Instructions to follow
Continue the text on breast reconstruction, picking up after its last sentence.
Top of Excerpted passage
Breast reconstruction is not the same as breast augmentation

There is a major difference between someone who wants to have plastic breast surgery to improve the size or shape of their breasts vs someone who has a prophylactic surgery or mastectomy. One surgery is elective, and the other is life-saving.

Knowing the difference is essential because those that don’t choose to have surgery don’t feel like they are getting a great pair of breasts. Losing your breasts to breast cancer often means losing your sense of femininity, self-esteem and body image.

Breast reconstruction surgery is administered to restore the breast shape that was wholly or partially removed. Breast reconstruction can be administered with body tissue or implants.

When the breast tissue has been taken away via a mastectomy, just one thin layer of skin remains, so often implants will need to be used. Due to the absence of breast tissue after a mastectomy procedure, it can be more challenging to get a natural look and feel.

For women who have one reconstructed breast and one natural breast, it is very hard to match an implant to the shape of the other breast’s physical natural shape to reach symmetry.

One size doesn’t fit all

Like precision medicine, reconstruction should be customised to the individual. Several factors need to be consider when it comes to choosing which technique is best for you. Dr Laniewski is one of the best breast reconstruction surgeons in Sydney, and an excellent plastic surgeon like him will assist you through the entire process of determining what is best for you and your body; while keeping in mind shape and size. In most cases, reconstruction either uses synthetic implants or existing body tissue.
Bottom of Excerpted passage
Top of Listed records
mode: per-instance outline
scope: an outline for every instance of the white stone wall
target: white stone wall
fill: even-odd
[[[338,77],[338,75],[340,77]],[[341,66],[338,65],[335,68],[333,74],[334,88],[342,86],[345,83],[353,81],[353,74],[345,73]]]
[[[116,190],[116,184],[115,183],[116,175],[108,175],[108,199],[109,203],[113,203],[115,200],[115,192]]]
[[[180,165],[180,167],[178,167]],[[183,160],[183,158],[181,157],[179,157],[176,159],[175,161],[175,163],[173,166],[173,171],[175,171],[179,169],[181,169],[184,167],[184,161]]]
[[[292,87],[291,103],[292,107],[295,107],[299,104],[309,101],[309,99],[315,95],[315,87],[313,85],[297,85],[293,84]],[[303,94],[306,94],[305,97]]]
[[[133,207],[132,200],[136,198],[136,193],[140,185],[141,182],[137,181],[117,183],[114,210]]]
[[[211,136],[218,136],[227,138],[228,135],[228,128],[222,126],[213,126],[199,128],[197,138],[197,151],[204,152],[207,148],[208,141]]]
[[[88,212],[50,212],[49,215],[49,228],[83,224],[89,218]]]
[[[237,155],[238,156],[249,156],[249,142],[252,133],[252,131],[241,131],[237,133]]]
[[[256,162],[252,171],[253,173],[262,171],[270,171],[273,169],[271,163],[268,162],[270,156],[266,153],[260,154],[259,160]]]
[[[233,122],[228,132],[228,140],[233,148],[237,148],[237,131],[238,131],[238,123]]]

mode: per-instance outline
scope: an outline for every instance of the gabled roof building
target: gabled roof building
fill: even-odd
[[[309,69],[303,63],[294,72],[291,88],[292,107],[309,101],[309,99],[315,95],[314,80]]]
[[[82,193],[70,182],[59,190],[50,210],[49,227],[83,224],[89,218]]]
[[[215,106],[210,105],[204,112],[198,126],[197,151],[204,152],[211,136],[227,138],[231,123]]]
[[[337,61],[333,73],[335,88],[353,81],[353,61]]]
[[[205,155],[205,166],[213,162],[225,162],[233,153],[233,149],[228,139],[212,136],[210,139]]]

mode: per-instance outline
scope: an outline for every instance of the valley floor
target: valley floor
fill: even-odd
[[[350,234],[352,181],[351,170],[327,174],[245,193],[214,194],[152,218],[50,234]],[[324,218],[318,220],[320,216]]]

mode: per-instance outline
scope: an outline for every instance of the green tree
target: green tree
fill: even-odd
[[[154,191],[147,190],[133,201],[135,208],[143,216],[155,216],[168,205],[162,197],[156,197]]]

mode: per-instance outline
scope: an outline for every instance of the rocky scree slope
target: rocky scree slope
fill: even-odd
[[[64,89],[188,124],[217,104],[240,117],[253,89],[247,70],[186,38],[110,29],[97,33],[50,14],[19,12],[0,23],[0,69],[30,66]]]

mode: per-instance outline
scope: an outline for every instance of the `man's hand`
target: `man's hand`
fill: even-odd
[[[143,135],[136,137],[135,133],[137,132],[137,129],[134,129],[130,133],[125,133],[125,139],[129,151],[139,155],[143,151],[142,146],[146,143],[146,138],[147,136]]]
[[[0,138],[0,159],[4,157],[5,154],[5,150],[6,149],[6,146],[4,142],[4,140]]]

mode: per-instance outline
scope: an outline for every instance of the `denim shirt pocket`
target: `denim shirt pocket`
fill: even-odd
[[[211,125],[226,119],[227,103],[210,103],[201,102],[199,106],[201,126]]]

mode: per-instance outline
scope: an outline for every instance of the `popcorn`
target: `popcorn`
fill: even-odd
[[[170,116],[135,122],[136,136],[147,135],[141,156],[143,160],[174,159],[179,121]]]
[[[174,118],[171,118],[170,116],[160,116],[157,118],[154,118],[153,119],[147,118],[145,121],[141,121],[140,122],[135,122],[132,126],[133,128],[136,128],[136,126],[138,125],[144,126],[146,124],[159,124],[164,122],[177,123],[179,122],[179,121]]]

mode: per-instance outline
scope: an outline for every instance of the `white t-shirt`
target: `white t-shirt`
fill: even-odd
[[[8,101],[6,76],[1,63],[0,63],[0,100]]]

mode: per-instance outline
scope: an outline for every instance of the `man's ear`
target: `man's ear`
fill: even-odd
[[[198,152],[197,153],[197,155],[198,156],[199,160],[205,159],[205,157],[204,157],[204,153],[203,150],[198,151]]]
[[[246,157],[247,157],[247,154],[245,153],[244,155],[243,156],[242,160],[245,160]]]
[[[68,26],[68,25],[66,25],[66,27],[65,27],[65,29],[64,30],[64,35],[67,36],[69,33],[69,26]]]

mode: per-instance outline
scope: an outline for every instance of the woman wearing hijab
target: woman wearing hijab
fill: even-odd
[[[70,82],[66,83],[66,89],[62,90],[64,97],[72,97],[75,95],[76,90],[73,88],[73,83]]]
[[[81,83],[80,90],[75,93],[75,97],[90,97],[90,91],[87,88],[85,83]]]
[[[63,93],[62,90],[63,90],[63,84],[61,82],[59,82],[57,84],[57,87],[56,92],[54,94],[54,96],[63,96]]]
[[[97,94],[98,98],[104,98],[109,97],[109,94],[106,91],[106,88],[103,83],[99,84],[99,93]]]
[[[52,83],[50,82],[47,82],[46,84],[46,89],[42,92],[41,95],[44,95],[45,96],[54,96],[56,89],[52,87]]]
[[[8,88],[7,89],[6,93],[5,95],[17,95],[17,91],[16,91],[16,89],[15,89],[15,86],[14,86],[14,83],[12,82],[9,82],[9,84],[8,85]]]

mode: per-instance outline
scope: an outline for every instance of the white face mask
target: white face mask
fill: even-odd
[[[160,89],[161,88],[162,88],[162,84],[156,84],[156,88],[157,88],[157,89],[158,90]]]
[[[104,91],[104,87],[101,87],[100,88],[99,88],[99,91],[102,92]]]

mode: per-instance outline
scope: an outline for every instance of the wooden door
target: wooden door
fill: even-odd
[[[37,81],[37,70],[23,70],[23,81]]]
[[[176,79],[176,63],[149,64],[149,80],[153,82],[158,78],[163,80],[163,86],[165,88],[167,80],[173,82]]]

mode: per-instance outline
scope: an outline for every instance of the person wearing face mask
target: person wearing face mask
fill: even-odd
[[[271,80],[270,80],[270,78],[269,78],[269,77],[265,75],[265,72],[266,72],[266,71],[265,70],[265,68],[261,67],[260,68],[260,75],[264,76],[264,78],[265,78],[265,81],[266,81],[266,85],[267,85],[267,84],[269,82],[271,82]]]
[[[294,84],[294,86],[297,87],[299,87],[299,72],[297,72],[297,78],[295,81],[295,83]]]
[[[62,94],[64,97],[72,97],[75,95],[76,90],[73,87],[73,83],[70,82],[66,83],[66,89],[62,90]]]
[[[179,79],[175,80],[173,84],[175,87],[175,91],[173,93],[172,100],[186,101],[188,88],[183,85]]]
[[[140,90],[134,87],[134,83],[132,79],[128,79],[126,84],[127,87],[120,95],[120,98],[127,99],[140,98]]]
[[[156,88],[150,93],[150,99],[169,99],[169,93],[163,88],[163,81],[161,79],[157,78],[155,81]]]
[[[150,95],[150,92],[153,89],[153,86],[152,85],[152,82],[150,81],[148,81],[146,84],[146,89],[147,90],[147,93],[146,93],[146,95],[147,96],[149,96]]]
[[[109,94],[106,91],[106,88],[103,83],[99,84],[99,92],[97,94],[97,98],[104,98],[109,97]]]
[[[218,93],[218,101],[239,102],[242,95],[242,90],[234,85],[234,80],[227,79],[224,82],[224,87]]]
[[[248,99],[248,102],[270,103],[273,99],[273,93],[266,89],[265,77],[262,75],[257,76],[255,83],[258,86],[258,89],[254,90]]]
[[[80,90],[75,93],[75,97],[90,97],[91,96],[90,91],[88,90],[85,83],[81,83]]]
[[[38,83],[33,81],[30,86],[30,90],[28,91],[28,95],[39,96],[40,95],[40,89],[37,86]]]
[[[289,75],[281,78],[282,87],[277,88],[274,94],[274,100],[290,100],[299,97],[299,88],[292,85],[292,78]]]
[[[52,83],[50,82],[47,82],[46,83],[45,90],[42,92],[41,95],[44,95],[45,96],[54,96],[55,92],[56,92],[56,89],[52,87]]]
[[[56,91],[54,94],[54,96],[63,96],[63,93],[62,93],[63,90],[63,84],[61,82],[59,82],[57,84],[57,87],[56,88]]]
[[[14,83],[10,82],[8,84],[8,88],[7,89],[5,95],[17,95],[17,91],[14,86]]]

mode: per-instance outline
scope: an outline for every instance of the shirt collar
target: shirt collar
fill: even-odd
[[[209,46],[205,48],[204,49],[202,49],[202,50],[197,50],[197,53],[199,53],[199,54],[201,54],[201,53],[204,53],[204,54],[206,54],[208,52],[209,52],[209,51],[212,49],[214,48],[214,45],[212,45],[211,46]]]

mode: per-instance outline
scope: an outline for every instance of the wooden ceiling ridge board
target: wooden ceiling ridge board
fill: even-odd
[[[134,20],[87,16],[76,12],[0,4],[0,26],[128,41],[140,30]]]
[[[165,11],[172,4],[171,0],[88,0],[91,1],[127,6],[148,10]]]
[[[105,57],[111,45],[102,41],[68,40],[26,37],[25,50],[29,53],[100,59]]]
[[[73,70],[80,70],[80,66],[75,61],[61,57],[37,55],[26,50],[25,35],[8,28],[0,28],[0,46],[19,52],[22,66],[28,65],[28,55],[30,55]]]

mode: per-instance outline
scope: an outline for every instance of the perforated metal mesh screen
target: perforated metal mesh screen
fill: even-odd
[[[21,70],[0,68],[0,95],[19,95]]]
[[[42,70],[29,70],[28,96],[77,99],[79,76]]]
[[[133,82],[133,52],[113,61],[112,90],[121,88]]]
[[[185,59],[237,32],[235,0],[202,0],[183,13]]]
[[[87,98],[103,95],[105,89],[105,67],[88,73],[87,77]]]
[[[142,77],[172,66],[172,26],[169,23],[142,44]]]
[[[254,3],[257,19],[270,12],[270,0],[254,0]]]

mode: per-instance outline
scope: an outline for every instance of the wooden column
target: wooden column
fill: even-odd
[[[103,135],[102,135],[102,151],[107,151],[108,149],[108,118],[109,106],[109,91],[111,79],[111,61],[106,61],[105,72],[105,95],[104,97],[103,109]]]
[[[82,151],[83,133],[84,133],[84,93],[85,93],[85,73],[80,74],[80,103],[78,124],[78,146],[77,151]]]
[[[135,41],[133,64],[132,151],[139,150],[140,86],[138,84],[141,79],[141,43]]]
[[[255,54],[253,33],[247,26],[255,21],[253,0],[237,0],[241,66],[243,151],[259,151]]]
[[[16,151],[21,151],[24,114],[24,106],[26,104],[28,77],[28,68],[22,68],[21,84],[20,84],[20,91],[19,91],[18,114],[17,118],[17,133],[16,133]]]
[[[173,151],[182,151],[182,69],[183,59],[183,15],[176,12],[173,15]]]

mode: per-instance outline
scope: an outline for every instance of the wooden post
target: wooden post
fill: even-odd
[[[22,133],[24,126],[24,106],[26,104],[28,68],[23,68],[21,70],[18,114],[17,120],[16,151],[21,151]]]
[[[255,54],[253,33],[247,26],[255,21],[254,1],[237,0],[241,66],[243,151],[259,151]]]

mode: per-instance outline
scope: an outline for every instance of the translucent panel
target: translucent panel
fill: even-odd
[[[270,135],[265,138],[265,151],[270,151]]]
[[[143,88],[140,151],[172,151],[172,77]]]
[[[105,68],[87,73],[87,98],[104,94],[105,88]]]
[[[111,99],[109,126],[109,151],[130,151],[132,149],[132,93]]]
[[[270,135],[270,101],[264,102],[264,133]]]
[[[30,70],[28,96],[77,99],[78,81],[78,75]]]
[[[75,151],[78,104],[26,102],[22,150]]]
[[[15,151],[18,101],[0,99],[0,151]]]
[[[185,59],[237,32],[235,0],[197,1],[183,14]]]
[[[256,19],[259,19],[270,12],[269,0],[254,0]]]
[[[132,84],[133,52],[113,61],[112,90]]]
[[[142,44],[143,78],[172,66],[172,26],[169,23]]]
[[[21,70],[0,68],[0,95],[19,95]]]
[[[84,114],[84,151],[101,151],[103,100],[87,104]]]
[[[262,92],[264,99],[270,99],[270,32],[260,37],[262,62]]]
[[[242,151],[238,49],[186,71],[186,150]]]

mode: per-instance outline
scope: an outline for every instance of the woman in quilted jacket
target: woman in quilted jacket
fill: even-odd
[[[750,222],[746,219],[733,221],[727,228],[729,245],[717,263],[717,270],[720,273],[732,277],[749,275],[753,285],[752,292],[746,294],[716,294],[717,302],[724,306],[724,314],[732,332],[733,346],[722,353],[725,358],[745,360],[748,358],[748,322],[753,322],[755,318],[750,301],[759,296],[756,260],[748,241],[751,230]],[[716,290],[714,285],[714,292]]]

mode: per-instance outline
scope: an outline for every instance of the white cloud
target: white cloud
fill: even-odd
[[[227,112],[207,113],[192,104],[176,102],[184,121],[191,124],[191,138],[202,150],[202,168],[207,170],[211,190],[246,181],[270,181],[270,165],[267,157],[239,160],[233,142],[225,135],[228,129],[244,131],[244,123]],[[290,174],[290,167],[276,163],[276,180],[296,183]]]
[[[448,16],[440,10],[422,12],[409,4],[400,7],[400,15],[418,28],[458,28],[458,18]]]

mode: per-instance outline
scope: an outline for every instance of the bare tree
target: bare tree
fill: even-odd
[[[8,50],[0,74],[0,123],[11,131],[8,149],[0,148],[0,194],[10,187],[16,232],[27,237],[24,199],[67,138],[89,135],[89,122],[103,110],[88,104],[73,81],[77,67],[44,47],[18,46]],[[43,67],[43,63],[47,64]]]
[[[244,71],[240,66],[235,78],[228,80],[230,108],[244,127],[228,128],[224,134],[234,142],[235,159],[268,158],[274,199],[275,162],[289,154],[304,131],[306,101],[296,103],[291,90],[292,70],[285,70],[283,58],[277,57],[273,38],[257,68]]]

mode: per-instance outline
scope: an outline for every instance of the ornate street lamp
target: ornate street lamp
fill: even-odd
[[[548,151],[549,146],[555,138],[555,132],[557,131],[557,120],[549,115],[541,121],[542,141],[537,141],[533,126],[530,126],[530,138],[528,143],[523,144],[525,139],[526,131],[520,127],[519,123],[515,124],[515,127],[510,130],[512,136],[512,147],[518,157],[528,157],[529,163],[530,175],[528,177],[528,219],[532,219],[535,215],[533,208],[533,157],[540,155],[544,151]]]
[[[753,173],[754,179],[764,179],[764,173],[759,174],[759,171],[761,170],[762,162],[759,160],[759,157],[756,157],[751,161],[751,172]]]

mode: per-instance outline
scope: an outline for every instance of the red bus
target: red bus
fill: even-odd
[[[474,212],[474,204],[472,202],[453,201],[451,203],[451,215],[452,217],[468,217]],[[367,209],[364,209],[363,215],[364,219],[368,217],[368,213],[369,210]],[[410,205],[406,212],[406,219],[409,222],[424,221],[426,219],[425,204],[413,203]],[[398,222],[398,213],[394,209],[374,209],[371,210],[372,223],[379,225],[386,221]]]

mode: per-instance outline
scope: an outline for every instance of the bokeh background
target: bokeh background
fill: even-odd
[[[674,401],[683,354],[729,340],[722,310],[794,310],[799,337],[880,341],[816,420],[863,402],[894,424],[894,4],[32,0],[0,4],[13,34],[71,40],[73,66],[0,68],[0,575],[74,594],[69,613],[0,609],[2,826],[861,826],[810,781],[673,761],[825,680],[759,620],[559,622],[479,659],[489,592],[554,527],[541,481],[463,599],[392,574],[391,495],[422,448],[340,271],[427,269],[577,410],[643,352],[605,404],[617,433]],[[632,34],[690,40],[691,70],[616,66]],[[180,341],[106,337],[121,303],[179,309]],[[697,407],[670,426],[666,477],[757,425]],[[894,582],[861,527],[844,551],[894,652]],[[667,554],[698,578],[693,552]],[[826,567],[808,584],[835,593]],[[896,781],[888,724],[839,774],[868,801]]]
Bottom of Listed records
Task response
Not everyone chooses reconstruction

For several breast cancer survivors, having their breasts reconstructed can be a tortuous thought mainly because it means that they will need more surgeries after having gone through the physical and mental exhaustion of breast cancer treatments.

The individual must consider the different surgical options available to them while at the same time, weighing what they feel may be the emotional and physical benefits and the impact on their sense of desirability versus the potential disappointment and problems.

Nipples are separate

In breast cancer cases, the nipple most of the time can’t be spared due to the fact that it is attached to the breast tissue which could potentially lead to cancer too. Patients are advised to allow their new breasts to settle for at least three months following surgery, then their areola and nipple can be positioned in the appropriate place.